Intervista a cura di Pietro MarangeloMohamed Abdel Fatah – Master in Retail Marketing & Sales Management 2017-2018

Internet. Miliardi di byte, messaggi, connessioni, ordini, conversazioni; un mondo parallelo invisibile che guadagna sempre più punti sul mondo fisico. Ampiezza di gamma e velocità sono gli imperativi imprescindibili di chi oggi vuole fare business. Gli e-commerce sembrano essere diventate le nuove oasi per i consumatori che cercano tutto quello di cui hanno bisogno con la possibilità di averlo subito. Allora ci si chiede: possibile che il buon vecchio negozio stia perdendo terreno? Per nostra fortuna sembrerebbe di no, anzi. Quello che è certo è che ci troviamo nel bel mezzo di una gigantesca rivoluzione su scala planetaria dove l’etere e il fisico cominciano ad integrarsi dando vita a un modo di fare acquisti mai visto fino ad oggi. L’intervista che segue cerca di capire come, professionisti del digital guardano a questo nuovo mondo, ma soprattutto come ragionano le aziende e che idee hanno in merito ai consumi presenti e futuri dei nuovi e vecchi clienti.
Nella realtà digitale italiana il nome di Fernando Mantovani è letteralmente “connesso” con l’e-commerce. Perché? Avete presente kobo, il lettore e-book di Mondadori? In Italia lo ha portato proprio Mantovani. Nella nostra intervista abbiamo parlato con una persona disponibilissima che ci ha fatto conoscere sfaccettature del digital davvero affascinanti.

 

Scarica l’intervista in pdf “Digital retail: quanto ne sappiamo davvero?”

 

Ma chi è Fernando Mantovani? E come è approdato al digitale?

▶ **Sezione dati**

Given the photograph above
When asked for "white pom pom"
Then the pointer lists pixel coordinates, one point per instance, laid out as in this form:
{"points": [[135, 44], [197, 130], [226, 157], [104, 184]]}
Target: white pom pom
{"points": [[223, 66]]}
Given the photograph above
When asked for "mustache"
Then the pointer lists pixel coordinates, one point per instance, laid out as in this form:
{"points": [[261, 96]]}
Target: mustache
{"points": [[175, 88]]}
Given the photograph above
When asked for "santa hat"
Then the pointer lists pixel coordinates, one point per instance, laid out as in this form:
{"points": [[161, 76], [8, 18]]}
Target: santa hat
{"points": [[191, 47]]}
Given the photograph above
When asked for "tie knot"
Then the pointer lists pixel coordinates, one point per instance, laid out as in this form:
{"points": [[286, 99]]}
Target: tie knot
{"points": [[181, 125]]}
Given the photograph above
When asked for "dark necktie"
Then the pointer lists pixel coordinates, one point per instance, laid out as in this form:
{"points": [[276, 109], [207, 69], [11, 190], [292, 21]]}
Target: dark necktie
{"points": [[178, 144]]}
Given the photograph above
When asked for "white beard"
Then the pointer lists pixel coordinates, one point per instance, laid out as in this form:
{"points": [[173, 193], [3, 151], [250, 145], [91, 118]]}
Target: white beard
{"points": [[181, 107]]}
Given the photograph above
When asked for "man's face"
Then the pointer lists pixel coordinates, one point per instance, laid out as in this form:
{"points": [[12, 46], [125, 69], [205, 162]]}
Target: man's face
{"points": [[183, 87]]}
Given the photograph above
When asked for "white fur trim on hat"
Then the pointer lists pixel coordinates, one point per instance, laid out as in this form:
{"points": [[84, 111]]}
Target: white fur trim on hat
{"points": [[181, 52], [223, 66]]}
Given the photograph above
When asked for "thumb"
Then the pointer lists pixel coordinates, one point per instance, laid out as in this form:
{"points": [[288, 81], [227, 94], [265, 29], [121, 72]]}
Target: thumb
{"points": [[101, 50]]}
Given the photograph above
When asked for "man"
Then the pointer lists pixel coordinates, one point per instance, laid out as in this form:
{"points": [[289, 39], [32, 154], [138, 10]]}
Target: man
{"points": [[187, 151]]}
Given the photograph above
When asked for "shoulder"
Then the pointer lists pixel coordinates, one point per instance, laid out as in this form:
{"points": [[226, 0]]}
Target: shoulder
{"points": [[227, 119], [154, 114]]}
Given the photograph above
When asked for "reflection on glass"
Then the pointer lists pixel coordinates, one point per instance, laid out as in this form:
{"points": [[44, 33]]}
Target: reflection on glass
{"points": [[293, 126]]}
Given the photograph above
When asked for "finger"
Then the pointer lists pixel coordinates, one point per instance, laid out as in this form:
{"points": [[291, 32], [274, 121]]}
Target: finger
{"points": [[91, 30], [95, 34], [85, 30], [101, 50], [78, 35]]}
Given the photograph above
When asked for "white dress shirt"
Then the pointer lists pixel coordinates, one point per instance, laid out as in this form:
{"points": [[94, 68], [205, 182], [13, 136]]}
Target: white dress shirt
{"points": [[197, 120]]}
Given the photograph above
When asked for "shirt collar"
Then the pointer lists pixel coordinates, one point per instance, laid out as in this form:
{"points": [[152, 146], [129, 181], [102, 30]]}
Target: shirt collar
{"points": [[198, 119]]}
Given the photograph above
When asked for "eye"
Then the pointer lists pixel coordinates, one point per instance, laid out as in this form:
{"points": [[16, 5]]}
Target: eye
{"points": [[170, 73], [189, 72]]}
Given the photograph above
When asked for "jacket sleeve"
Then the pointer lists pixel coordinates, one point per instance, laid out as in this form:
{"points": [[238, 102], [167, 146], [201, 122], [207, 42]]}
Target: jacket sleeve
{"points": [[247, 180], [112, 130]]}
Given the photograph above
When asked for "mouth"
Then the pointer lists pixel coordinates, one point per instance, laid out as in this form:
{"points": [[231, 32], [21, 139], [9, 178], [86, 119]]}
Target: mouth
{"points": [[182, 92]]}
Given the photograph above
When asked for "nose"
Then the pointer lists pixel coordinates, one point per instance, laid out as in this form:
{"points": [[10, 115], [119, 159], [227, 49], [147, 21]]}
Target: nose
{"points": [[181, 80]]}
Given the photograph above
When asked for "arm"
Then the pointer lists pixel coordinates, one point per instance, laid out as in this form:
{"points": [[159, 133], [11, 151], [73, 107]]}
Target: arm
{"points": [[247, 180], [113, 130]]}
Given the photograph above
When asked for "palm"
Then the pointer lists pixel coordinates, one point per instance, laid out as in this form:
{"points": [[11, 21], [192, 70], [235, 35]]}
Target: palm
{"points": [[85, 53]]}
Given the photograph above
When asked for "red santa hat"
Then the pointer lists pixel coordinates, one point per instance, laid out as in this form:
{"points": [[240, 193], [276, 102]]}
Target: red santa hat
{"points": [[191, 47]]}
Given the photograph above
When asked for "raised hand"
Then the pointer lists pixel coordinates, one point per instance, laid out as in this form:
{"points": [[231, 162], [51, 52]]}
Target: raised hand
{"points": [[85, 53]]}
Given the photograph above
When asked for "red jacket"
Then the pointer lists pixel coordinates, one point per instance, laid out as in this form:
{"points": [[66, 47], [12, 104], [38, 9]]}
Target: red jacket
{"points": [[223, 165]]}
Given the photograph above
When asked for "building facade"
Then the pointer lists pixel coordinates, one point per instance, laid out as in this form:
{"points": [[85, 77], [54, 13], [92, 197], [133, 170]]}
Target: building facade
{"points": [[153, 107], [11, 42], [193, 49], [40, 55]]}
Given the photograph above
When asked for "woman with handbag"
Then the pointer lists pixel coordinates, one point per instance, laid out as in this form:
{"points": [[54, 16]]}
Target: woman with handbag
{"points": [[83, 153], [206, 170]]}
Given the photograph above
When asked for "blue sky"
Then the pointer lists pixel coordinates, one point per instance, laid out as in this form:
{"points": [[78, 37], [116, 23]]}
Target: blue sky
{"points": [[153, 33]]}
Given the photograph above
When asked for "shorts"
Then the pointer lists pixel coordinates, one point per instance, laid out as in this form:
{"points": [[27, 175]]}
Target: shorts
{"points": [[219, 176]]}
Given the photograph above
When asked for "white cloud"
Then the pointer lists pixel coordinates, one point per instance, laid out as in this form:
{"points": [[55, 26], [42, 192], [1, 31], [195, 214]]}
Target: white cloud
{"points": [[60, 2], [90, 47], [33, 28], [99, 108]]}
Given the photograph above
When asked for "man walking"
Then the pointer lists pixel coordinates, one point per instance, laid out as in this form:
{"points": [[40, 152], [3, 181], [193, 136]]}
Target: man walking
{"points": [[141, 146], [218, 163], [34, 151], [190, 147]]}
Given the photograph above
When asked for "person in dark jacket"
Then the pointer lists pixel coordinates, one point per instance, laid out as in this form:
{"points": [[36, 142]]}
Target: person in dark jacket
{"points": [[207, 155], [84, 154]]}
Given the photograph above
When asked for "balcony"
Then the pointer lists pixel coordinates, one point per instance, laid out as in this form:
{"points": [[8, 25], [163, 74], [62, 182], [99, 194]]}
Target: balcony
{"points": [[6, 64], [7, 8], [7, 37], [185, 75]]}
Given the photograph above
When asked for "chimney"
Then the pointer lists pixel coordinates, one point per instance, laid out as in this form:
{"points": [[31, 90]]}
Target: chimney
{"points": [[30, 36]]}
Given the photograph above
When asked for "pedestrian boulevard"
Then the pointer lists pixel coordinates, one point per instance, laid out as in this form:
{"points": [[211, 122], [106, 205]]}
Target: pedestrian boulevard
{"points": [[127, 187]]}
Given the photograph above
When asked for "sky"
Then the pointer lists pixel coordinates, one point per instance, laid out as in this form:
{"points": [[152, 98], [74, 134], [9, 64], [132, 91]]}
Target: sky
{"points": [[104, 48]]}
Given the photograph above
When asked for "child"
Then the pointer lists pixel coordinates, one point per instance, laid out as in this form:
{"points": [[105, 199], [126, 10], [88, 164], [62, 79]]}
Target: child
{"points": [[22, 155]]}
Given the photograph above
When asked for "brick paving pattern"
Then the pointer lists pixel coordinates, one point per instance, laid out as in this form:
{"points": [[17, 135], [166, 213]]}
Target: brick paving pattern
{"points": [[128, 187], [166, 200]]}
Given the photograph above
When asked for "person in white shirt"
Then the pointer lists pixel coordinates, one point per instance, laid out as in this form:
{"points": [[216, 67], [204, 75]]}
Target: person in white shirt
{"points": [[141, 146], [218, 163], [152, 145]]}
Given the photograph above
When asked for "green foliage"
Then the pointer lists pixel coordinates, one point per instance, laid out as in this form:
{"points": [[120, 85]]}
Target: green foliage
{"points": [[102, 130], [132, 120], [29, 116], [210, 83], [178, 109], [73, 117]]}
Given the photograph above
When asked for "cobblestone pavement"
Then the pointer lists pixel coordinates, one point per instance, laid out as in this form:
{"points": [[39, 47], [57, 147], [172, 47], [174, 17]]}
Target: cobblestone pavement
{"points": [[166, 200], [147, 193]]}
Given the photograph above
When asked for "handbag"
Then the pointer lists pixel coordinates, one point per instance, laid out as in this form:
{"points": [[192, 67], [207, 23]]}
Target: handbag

▶ **Consegne degli esercizi**
A: Nel brano sul digital retail, quale lettore di e-book ha portato in Italia Fernando Mantovani?
B: Scrivi il seguito del brano sul digital retail, ripartendo subito dopo l'ultima frase riportata.

▶ **Soluzioni degli esercizi**
A: Il kobo, il lettore e-book di Mondadori.

B:
Sono approdato nel mondo digital per ragioni naturali, arrivavo da una laurea in economia con una tesi sull’industria discografica. Ho iniziato a lavorare proprio in questo settore, sempre dal lato digital. Ho letteralmente visto la nascita e l’evoluzione di Napster. Nel 2004 ho iniziato a lavorare in Sony dove mi sono occupato di servizi digital B2B. L’esperienza successiva è quella in Feltrinelli dove abbiamo rivisto l’intera struttura dell’e-commerce (l’Italia in generale veniva da diversi fallimenti proprio per quanto riguarda l’e-commerce). Poi c’è stata l’esperienza in Mondadori come direttore e-commerce, qui abbiamo introdotto Kobo, gli e-book e tanti altri servizi digital. Attualmente lavoro presso Itsright società che si occupa di gestire i compensi per i diritti connessi alla pubblica diffusione di musica registrata.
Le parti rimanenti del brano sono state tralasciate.